Instructions to follow — In the entries below, rewrite the lines from the one containing "backrest in this photo as integer pixel values." through the one containing "(1024, 145)", inclusive, swapping "scouting board" for "tracking sheet" and leaving everything else unchanged.

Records
____________________
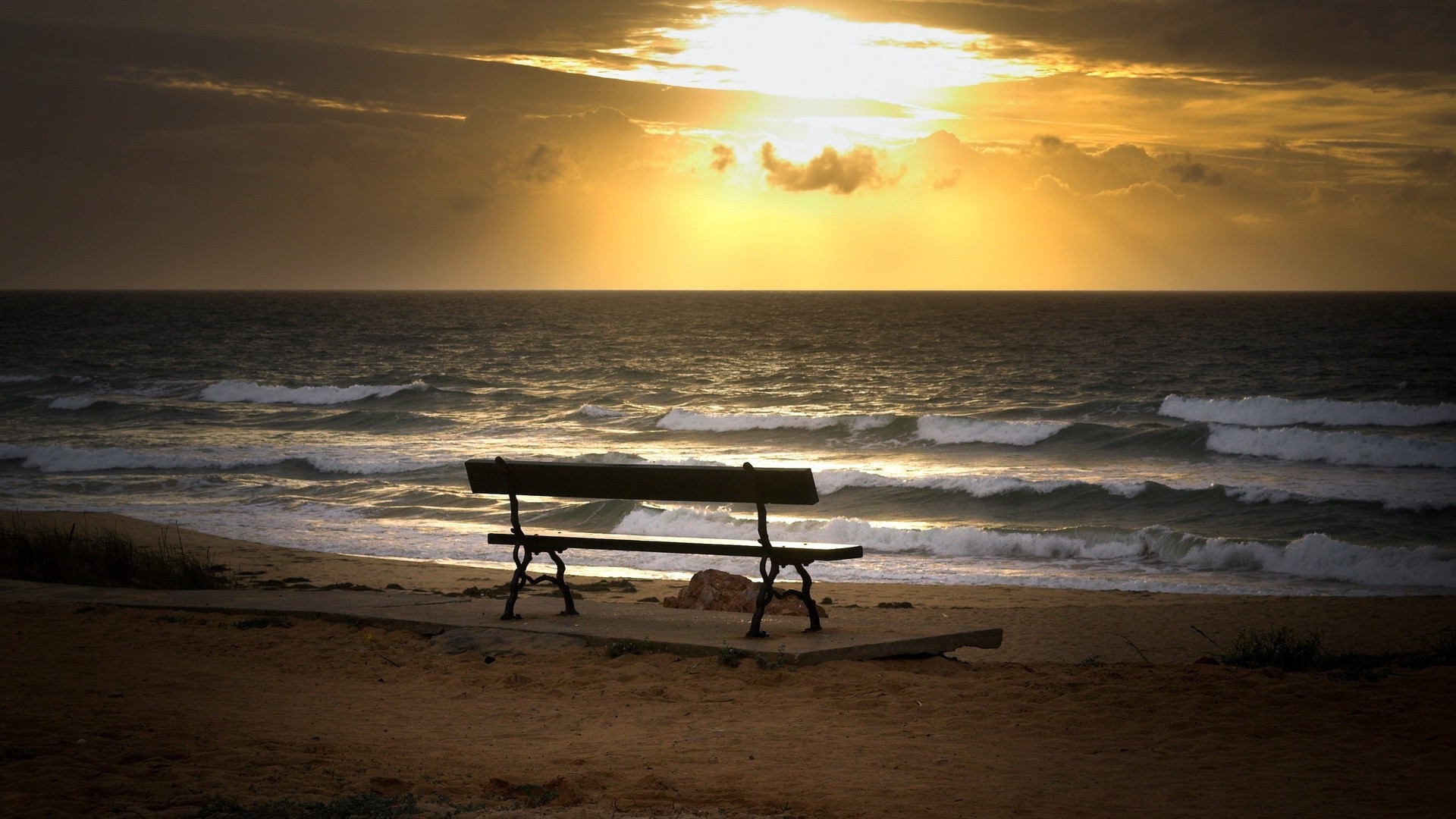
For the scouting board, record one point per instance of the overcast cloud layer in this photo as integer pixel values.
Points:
(1200, 143)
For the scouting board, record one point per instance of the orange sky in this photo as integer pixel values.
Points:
(661, 145)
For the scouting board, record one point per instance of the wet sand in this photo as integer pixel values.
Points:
(112, 710)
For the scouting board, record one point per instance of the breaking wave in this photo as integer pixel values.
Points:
(1310, 557)
(593, 411)
(832, 482)
(946, 428)
(73, 403)
(1348, 449)
(1270, 411)
(57, 458)
(701, 422)
(253, 392)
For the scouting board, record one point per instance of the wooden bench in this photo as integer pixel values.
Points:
(653, 483)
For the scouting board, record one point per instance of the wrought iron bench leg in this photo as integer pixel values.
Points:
(523, 558)
(561, 583)
(808, 599)
(767, 570)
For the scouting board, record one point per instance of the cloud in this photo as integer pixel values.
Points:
(1433, 162)
(544, 165)
(830, 169)
(1191, 172)
(724, 158)
(1373, 41)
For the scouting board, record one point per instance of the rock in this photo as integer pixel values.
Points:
(715, 591)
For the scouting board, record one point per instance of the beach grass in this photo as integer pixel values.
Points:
(1292, 651)
(104, 557)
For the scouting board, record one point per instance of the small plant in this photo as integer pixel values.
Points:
(780, 661)
(618, 648)
(730, 656)
(264, 623)
(102, 557)
(1293, 651)
(1282, 648)
(354, 806)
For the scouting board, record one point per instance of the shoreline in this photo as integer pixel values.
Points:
(1094, 700)
(1062, 626)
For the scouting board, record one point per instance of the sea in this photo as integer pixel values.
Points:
(1200, 444)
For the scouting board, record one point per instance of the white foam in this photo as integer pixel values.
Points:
(57, 458)
(251, 392)
(1348, 449)
(1312, 557)
(946, 428)
(1318, 557)
(593, 411)
(73, 403)
(1270, 411)
(701, 422)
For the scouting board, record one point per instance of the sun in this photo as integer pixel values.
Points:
(800, 53)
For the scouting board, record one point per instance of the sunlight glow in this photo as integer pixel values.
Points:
(800, 53)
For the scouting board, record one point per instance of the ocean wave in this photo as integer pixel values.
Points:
(593, 411)
(1347, 449)
(73, 401)
(58, 458)
(830, 482)
(253, 392)
(701, 422)
(1316, 557)
(1270, 411)
(946, 428)
(1310, 557)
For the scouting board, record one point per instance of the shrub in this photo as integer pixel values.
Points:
(102, 557)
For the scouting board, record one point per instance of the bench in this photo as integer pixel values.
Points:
(653, 483)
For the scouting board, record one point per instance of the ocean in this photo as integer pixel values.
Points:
(1218, 444)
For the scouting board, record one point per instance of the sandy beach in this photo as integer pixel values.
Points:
(115, 710)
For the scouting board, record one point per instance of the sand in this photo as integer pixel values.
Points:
(128, 711)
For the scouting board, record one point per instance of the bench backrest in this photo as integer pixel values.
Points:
(642, 482)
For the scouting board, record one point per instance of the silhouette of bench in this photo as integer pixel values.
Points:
(653, 483)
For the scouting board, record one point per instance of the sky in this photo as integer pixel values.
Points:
(1024, 145)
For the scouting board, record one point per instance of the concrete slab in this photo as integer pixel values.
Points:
(846, 635)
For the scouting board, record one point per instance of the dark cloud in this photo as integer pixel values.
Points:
(1191, 172)
(1433, 162)
(724, 158)
(840, 174)
(1359, 39)
(544, 165)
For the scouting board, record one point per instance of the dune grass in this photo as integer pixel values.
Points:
(1292, 651)
(104, 557)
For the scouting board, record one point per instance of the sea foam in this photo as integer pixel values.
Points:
(57, 458)
(593, 411)
(253, 392)
(1348, 449)
(1310, 557)
(1270, 411)
(701, 422)
(73, 403)
(946, 428)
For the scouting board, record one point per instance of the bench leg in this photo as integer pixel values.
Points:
(561, 583)
(808, 599)
(523, 558)
(767, 570)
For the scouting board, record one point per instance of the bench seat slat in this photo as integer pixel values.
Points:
(560, 541)
(644, 482)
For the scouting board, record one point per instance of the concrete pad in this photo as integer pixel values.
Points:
(848, 635)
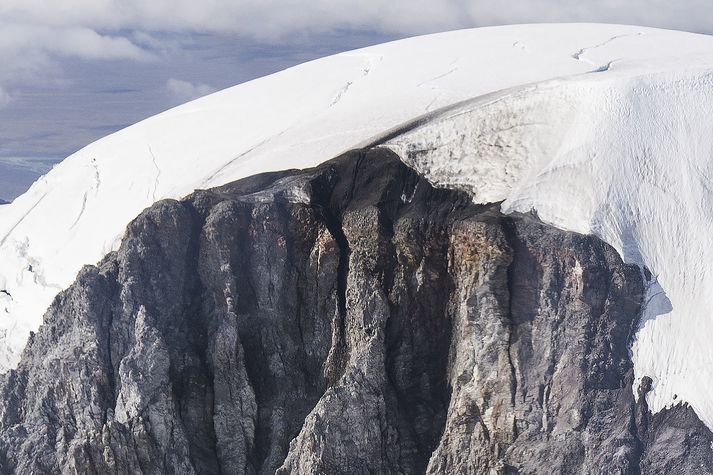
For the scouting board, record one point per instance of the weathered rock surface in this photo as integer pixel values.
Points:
(345, 319)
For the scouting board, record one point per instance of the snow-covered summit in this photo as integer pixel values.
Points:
(599, 128)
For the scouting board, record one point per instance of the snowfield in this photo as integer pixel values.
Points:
(600, 129)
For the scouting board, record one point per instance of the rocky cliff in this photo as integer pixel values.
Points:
(345, 319)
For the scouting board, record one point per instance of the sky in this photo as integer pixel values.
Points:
(73, 71)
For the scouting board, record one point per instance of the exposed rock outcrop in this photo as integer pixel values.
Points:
(345, 319)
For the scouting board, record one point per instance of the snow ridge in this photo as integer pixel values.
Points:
(506, 113)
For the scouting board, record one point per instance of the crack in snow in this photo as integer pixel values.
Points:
(440, 76)
(579, 55)
(341, 93)
(364, 73)
(22, 218)
(95, 186)
(243, 154)
(81, 211)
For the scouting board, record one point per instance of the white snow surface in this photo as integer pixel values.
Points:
(600, 129)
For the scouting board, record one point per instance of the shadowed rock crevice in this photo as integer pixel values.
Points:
(345, 319)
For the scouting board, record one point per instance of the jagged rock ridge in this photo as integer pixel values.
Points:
(345, 319)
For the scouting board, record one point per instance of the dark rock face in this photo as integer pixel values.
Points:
(345, 319)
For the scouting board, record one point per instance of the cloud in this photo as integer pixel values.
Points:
(277, 19)
(4, 98)
(183, 91)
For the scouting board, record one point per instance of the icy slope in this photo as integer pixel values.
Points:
(627, 156)
(619, 144)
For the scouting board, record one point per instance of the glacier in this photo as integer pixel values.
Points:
(600, 129)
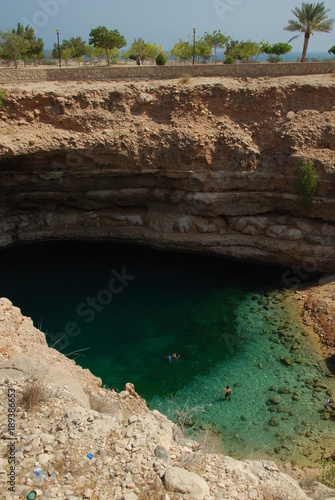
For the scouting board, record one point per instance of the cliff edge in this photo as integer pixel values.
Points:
(197, 165)
(92, 443)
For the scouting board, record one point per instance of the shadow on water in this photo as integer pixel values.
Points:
(133, 307)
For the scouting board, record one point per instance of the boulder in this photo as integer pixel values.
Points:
(179, 480)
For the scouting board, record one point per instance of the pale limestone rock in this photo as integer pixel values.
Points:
(179, 480)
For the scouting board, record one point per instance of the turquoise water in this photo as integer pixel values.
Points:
(121, 311)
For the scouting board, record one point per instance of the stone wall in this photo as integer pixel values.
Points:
(252, 70)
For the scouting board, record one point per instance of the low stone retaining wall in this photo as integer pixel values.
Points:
(84, 73)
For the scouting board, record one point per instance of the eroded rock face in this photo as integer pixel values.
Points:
(209, 166)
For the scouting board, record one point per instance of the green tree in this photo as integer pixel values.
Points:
(34, 46)
(310, 18)
(161, 60)
(276, 50)
(151, 50)
(202, 49)
(106, 39)
(76, 46)
(182, 50)
(143, 49)
(12, 45)
(232, 49)
(216, 40)
(247, 50)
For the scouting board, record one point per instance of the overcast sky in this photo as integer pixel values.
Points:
(163, 21)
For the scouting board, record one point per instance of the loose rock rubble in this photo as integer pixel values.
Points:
(94, 443)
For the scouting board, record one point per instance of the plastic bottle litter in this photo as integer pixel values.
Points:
(49, 481)
(39, 476)
(31, 495)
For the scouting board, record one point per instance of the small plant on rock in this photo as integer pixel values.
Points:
(33, 394)
(307, 183)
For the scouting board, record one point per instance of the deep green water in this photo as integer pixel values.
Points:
(123, 310)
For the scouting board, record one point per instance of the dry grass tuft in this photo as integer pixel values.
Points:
(100, 404)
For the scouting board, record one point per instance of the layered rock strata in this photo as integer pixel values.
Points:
(207, 165)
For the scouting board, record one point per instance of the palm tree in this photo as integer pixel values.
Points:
(311, 17)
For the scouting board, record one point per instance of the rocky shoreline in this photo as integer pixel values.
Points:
(97, 444)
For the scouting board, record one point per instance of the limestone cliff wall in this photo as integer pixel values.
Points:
(207, 165)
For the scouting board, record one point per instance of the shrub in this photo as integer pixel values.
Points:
(186, 78)
(160, 60)
(307, 183)
(33, 394)
(272, 58)
(228, 60)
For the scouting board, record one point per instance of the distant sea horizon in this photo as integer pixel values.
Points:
(290, 57)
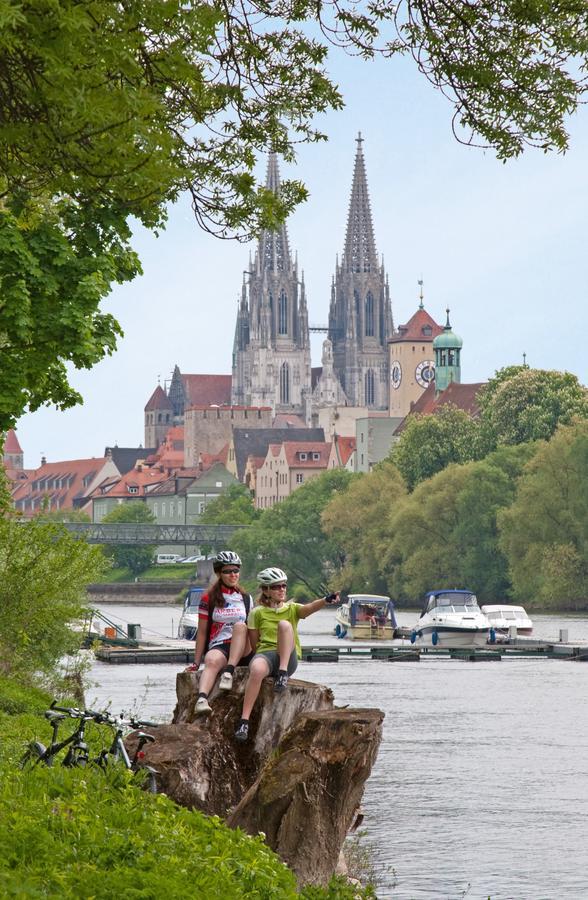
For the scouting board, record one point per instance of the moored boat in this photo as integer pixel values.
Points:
(503, 617)
(366, 616)
(451, 619)
(188, 624)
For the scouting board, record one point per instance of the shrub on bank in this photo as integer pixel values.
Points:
(77, 833)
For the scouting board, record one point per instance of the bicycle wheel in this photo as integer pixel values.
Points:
(34, 754)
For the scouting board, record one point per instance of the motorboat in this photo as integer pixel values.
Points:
(188, 625)
(366, 616)
(503, 617)
(451, 619)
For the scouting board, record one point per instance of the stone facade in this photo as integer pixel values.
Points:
(207, 429)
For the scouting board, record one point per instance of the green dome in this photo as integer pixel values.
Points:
(447, 339)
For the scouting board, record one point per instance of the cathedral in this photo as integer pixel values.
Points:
(271, 351)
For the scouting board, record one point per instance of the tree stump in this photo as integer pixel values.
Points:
(299, 778)
(306, 796)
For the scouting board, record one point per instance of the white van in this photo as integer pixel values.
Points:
(167, 558)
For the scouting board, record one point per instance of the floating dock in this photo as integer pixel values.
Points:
(182, 652)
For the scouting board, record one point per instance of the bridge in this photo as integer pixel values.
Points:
(141, 533)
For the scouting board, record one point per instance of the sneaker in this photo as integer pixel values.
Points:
(226, 682)
(280, 682)
(202, 707)
(242, 732)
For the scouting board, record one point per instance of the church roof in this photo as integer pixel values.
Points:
(360, 253)
(420, 327)
(463, 396)
(11, 444)
(158, 400)
(273, 249)
(255, 442)
(207, 390)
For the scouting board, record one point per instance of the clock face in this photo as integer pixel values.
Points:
(425, 372)
(396, 374)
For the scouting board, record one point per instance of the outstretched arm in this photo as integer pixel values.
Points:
(309, 608)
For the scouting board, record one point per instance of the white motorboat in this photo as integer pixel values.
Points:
(188, 625)
(503, 617)
(451, 619)
(366, 616)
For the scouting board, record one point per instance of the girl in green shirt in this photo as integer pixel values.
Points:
(273, 634)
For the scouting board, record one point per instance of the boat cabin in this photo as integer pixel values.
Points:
(372, 608)
(450, 601)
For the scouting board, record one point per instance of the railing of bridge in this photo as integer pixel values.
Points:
(214, 536)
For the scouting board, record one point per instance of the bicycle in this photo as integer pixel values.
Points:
(117, 751)
(78, 751)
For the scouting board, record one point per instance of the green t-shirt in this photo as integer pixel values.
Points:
(265, 620)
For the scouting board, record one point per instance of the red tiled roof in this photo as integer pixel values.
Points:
(414, 330)
(463, 396)
(11, 444)
(344, 447)
(206, 390)
(292, 448)
(158, 400)
(65, 485)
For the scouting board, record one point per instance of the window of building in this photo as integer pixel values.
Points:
(283, 314)
(370, 388)
(369, 315)
(284, 383)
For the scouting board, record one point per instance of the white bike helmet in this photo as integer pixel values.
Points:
(225, 558)
(272, 576)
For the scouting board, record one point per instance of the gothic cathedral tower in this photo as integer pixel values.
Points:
(360, 315)
(271, 351)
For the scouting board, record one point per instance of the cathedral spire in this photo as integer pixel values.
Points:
(273, 250)
(360, 247)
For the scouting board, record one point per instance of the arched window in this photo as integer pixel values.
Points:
(285, 383)
(283, 314)
(370, 389)
(369, 315)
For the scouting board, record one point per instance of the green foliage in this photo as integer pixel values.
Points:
(429, 443)
(233, 507)
(290, 535)
(521, 404)
(43, 575)
(544, 533)
(72, 833)
(128, 556)
(445, 534)
(358, 521)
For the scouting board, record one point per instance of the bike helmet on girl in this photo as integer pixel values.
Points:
(225, 558)
(272, 576)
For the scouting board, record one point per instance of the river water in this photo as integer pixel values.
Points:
(480, 788)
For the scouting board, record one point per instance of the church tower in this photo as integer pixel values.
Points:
(271, 350)
(360, 315)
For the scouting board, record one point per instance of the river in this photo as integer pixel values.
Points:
(480, 788)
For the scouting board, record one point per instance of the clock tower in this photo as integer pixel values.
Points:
(412, 360)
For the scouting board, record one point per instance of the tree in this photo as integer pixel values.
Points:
(127, 556)
(544, 534)
(429, 443)
(445, 533)
(233, 507)
(290, 534)
(109, 111)
(358, 521)
(521, 404)
(43, 575)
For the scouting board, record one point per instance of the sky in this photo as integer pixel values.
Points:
(503, 245)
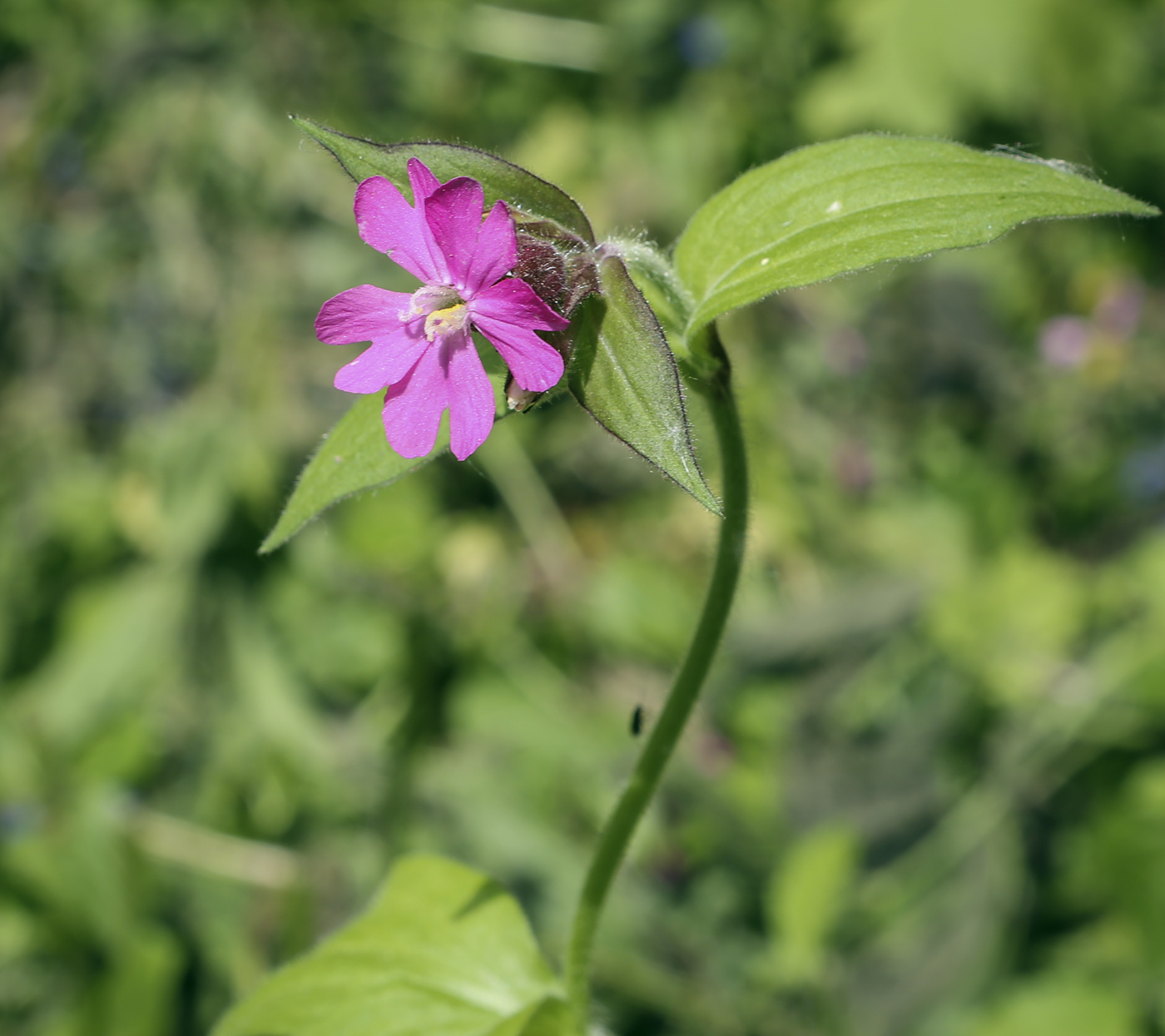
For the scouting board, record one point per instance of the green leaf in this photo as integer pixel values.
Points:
(524, 191)
(833, 207)
(354, 456)
(623, 373)
(443, 951)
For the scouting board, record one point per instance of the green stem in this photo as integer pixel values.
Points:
(621, 825)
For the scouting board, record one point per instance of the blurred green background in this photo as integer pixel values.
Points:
(926, 791)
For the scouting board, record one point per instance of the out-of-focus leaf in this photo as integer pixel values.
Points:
(835, 207)
(1062, 1006)
(625, 375)
(500, 178)
(443, 951)
(806, 896)
(354, 456)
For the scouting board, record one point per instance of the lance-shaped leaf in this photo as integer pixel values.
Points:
(443, 951)
(833, 207)
(520, 189)
(623, 373)
(354, 456)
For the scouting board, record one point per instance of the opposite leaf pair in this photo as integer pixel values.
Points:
(815, 213)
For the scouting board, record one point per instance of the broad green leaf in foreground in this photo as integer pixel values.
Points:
(623, 373)
(500, 178)
(443, 951)
(354, 456)
(833, 207)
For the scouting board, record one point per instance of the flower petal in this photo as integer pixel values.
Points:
(413, 407)
(497, 252)
(514, 302)
(471, 399)
(454, 212)
(421, 180)
(535, 364)
(360, 315)
(387, 361)
(392, 225)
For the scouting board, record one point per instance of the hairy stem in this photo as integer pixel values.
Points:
____________________
Written response —
For the tracking sheet, record one point per instance of the bench backrest in this photo as integer pixel values.
Points:
(642, 482)
For the tracking sheet, record one point per instance of the silhouette of bench in this photo as integer pixel values.
Points:
(653, 483)
For the tracking sheet, record one point per instance of the sky in this photo as integer pixel values.
Points:
(1024, 145)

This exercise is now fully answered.